*** Opening of Selected passage ***

Evaluate $ \lim\limits_{x \to 0}\frac{\int_0^{x^2}f(t){\rm d}t}{x^2\int_0^x f(t){\rm d}t}.$ Problem
Let $f(x)$ be continuously differentiable. $f(0)=0$ and $f'(0) \neq 0$. Evaluate $ \lim\limits_{x \to 0}\dfrac{\int_0^{x^2}f(t){\rm d}t}{x^2\int_0^x f(t){\rm d}t}.$
Solution
Consider applying l'Hôpital's rule.
\begin{align*}
\lim_{x \to 0}\frac{\int_0^{x^2}f(t){\rm d}t}{x^2\int_0^x f(t){\rm d}t}&=\lim_{x \to 0}\frac{2xf(x^2)}{2x\int_0^x f(t){\rm d}t+x^2f(x)}\\
&=2\lim_{x \to 0}\frac{f(x^2)}{2\int_0^x f(t){\rm d}t+xf(x)}\\
&=2\lim_{x \to 0}\frac{2xf'(x^2)}{2f(x)+f(x)+xf'(x)}\\
&=4\lim_{x \to 0}\frac{xf'(x^2)}{3f(x)+xf'(x)}\\
\end{align*}
It seems to be impossible to go on from here. Is it a wrong question?

*** Close of Selected passage ***
*** Opening of Extracted material ***

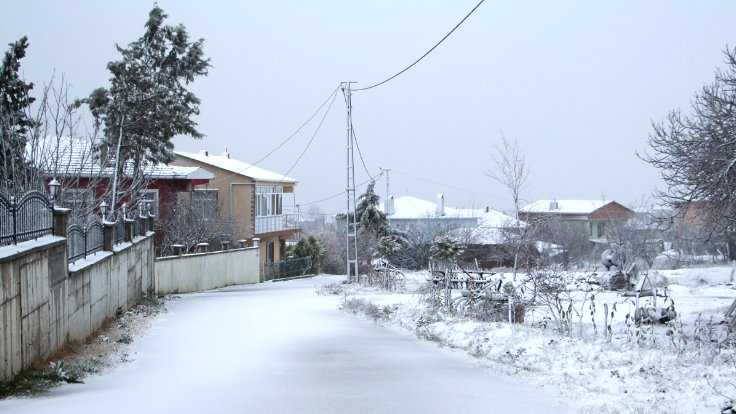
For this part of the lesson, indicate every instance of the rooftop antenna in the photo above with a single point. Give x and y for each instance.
(351, 232)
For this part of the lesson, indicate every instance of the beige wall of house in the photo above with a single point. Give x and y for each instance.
(236, 196)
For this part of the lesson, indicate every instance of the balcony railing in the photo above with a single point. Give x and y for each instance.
(270, 224)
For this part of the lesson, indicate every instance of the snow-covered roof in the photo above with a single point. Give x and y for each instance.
(408, 207)
(74, 156)
(565, 206)
(237, 167)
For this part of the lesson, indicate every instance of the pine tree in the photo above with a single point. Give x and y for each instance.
(373, 222)
(148, 102)
(15, 124)
(369, 217)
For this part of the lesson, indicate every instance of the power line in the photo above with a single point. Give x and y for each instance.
(428, 52)
(441, 184)
(332, 96)
(313, 136)
(355, 138)
(341, 193)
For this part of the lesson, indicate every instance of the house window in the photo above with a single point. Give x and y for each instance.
(601, 229)
(204, 204)
(269, 200)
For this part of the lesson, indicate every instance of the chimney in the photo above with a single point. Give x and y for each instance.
(440, 204)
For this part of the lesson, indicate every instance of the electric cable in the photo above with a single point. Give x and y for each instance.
(332, 196)
(334, 96)
(424, 55)
(441, 184)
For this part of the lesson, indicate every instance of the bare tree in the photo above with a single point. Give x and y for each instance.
(696, 155)
(510, 170)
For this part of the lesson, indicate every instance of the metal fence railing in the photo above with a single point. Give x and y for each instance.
(85, 239)
(269, 224)
(28, 217)
(119, 235)
(287, 268)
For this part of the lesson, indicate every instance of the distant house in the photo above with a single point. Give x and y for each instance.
(86, 177)
(256, 198)
(594, 215)
(407, 212)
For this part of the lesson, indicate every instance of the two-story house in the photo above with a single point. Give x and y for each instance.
(254, 197)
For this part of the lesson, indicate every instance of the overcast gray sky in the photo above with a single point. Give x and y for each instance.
(578, 83)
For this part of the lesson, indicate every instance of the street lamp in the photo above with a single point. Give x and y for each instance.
(103, 209)
(54, 187)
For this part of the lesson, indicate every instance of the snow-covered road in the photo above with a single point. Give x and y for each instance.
(280, 348)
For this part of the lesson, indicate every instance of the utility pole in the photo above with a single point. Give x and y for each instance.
(351, 232)
(388, 193)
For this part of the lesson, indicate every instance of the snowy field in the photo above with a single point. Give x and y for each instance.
(685, 366)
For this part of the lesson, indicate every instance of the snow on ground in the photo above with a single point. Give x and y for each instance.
(686, 366)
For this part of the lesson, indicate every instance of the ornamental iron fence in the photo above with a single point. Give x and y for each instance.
(86, 239)
(28, 217)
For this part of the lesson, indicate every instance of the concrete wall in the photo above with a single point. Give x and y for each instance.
(203, 271)
(45, 303)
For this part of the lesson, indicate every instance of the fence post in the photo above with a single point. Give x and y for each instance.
(129, 230)
(108, 235)
(61, 221)
(177, 249)
(144, 225)
(605, 320)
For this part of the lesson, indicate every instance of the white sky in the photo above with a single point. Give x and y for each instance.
(576, 82)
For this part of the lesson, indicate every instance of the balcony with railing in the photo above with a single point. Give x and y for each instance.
(281, 222)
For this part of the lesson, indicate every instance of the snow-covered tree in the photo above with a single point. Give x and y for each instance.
(373, 227)
(148, 103)
(310, 247)
(445, 249)
(369, 216)
(696, 156)
(15, 123)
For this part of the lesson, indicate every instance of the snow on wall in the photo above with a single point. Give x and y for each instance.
(43, 304)
(204, 271)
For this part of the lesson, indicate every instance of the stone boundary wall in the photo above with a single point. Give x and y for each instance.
(46, 303)
(203, 271)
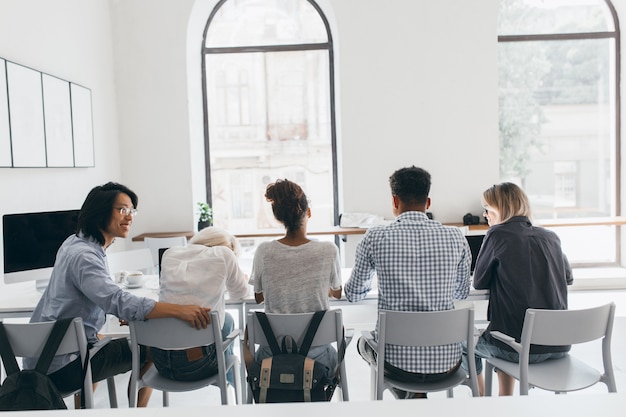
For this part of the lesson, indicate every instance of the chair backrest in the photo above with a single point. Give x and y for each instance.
(172, 333)
(567, 327)
(295, 325)
(423, 329)
(131, 260)
(28, 339)
(156, 243)
(426, 328)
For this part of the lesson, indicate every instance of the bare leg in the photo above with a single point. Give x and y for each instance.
(77, 396)
(481, 384)
(143, 396)
(506, 384)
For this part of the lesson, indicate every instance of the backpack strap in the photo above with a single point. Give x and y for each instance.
(314, 324)
(269, 333)
(6, 352)
(52, 344)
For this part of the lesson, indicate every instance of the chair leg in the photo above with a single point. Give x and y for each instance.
(372, 383)
(112, 392)
(488, 378)
(344, 383)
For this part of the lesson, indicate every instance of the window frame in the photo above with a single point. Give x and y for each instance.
(329, 46)
(615, 34)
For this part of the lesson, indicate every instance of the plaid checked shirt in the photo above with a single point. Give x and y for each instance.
(421, 265)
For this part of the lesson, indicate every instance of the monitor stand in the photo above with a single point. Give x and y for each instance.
(41, 284)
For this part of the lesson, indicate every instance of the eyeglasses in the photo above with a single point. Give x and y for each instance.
(125, 211)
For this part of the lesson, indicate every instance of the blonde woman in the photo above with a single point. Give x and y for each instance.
(523, 267)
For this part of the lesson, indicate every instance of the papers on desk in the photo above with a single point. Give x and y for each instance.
(361, 220)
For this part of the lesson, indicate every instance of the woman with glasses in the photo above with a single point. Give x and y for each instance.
(81, 286)
(523, 267)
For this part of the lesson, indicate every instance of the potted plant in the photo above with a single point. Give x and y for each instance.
(206, 215)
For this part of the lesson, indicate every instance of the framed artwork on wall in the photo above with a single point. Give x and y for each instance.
(58, 118)
(45, 121)
(5, 132)
(28, 142)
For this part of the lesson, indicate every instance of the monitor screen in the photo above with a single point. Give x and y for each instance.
(475, 242)
(31, 242)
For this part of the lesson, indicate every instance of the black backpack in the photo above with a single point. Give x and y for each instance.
(289, 375)
(31, 389)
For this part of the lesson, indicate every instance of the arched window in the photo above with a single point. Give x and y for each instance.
(268, 79)
(559, 116)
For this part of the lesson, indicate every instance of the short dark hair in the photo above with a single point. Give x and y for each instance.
(96, 212)
(289, 203)
(411, 185)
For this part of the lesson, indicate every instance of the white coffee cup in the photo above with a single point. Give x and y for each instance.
(134, 278)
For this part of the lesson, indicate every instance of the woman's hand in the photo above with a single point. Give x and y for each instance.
(197, 316)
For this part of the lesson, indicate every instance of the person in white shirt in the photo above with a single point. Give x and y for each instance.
(203, 271)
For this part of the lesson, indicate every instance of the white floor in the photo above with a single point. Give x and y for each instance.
(362, 318)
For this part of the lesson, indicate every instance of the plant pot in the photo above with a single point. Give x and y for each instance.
(204, 225)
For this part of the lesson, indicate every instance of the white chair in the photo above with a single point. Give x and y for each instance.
(28, 339)
(156, 243)
(330, 330)
(558, 328)
(174, 334)
(422, 328)
(130, 260)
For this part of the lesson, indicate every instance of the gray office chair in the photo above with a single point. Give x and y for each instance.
(331, 330)
(174, 334)
(422, 328)
(28, 339)
(557, 328)
(130, 260)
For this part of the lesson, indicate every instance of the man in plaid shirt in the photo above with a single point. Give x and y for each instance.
(420, 265)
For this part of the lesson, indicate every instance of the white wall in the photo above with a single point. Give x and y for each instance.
(417, 85)
(70, 39)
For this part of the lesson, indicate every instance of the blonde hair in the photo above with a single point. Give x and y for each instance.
(509, 199)
(214, 236)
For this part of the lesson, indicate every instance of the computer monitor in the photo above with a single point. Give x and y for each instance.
(31, 242)
(475, 242)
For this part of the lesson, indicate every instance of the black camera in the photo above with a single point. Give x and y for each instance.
(470, 219)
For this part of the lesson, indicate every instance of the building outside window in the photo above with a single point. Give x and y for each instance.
(269, 104)
(558, 116)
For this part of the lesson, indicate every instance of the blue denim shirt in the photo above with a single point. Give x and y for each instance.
(81, 286)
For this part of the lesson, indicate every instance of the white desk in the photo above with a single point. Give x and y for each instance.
(19, 300)
(573, 405)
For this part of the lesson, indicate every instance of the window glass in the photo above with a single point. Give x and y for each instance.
(268, 111)
(265, 22)
(557, 117)
(540, 17)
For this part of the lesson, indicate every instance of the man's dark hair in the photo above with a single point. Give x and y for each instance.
(411, 185)
(96, 212)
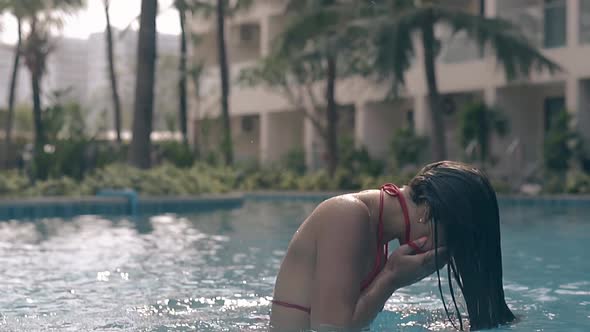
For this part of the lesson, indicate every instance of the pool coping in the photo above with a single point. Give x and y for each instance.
(115, 205)
(122, 204)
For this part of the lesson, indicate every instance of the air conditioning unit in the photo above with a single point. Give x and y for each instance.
(248, 32)
(247, 123)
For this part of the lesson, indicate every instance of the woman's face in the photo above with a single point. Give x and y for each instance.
(425, 227)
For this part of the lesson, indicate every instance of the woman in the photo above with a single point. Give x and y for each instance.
(336, 271)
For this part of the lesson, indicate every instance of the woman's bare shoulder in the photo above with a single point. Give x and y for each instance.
(347, 208)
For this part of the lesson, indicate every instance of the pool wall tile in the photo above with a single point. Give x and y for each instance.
(64, 207)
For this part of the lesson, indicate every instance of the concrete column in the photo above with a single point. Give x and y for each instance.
(490, 95)
(360, 123)
(265, 138)
(310, 144)
(421, 115)
(573, 22)
(584, 111)
(572, 95)
(491, 8)
(265, 36)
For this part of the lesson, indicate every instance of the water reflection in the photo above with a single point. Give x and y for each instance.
(215, 272)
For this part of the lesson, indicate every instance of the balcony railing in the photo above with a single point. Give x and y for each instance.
(584, 22)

*** Close of Extracted material ***

▸ **Task list**:
(A) List every condition that the limit problem places on f.
(B) Resume the limit problem from the point where it stops.

▸ **Results of the exercise**:
(A)
- f(x) is continuously differentiable.
- f(0) = 0
- f'(0) ≠ 0

(B)
 A: Continued from where you got stuck:
$$
\cdots = 4\lim_{x\to 0}\frac {f'(x^2)} {3\dfrac {f(x)}x +f'(x) }= \frac {4f'(0)}{4f'(0)} = 1,
$$
where 
$$
\lim_{x\to 0} \frac {f(x)}x = \lim_{x \to 0} \frac {f(x) -f(0)}{x - 0}, 
$$
and $f'$ is continuous at $0$.
A: We have
$$ \lim_{x\to 0} \frac{\int_{0}^{x^2}f(t) \, \mathrm{d}t}{x^2 \int_{0}^{x} f(t) \, \mathrm{d}t}
= \lim_{x\to 0} \frac{\int_{0}^{x^2} f(t) \, \mathrm{d}t / x^4}{\int_{0}^{x} f(t) \, \mathrm{d}t / x^2}. \tag{*} $$
Now by the L'Hospital's rule,


*

*$\displaystyle \lim_{x \to 0} \frac{\int_{0}^{x^2} f(t) \, \mathrm{d}t}{x^4} = \lim_{x \to 0} \frac{2x f(x^2)}{4x^3} = \frac{f'(0)}{2} $,

*$\displaystyle \lim_{x \to 0} \frac{\int_{0}^{x} f(t) \, \mathrm{d}t}{x^2} = \lim_{x \to 0} \frac{f(x)}{2x} = \frac{f'(0)}{2} $.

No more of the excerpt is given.